OBJECTIVE - Your task is to repeat the records exactly from the line containing "Kindly provide the mask of every instance of the **patterned" onward, through the final line.

SUPPLIED MATERIAL -
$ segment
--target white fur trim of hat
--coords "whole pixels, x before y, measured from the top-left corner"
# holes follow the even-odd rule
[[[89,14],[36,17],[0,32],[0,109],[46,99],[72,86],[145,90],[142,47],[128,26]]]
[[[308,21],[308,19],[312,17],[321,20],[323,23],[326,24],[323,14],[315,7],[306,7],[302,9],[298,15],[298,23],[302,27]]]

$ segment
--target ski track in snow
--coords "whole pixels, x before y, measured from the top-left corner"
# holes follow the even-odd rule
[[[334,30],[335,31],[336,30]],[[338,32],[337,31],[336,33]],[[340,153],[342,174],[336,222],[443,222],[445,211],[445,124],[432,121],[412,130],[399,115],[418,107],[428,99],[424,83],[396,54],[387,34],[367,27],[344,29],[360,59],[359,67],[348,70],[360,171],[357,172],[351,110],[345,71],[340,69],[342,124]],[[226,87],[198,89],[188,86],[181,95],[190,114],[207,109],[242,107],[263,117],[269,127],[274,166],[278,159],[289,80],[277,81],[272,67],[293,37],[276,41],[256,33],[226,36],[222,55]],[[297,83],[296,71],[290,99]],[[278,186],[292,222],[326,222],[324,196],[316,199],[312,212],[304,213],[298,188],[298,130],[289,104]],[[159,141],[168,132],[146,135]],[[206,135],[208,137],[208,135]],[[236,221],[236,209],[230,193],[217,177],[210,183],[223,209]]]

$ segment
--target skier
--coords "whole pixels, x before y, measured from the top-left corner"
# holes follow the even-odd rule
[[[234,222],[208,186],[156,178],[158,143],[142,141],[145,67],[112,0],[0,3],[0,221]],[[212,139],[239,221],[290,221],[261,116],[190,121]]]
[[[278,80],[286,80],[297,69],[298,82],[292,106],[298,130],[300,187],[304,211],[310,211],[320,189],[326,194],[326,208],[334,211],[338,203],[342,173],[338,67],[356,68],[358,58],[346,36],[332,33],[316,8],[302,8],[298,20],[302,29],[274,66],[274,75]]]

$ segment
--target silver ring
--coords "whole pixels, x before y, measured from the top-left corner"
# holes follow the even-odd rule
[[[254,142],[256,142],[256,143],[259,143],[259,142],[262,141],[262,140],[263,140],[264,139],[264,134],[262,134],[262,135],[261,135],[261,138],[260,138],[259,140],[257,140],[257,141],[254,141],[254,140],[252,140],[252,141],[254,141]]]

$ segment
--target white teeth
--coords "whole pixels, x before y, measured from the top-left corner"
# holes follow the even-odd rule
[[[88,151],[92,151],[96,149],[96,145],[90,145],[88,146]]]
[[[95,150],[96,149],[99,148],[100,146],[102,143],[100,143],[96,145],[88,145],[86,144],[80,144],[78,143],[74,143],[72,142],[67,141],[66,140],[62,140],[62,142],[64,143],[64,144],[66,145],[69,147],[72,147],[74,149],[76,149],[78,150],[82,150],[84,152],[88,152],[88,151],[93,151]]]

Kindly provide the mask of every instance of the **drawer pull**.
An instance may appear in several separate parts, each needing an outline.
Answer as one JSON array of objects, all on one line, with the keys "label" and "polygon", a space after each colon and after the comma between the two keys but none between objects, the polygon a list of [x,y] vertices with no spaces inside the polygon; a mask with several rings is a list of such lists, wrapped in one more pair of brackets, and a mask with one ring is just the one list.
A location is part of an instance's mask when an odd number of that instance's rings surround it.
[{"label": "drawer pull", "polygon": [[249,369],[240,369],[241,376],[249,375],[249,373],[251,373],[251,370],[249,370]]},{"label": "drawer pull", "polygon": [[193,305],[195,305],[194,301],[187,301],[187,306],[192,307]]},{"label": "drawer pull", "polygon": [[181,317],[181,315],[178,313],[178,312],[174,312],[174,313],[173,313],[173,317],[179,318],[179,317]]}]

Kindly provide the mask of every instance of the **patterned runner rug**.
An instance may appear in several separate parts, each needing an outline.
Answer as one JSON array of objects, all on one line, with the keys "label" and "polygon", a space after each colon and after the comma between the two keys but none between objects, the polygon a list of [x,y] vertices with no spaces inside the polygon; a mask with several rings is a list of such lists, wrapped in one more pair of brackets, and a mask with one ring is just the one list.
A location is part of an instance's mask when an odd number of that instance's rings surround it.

TASK RESPONSE -
Kindly provide the mask of every instance of the **patterned runner rug**.
An instance may appear in several separate parts, each needing an outline.
Answer as one JSON array of objects, all on one line, with the keys "label" and "polygon", a space after each colon and after the comma between the two keys but none between objects, the polygon a list of [x,y] vertices with no spaces inside the polygon; a mask with several rings is a list of such lists, wrapped in one more pair of brackets, and a mask with one ring is just the one list.
A location is part of an instance's mask when an odd number of that instance's rings surround it.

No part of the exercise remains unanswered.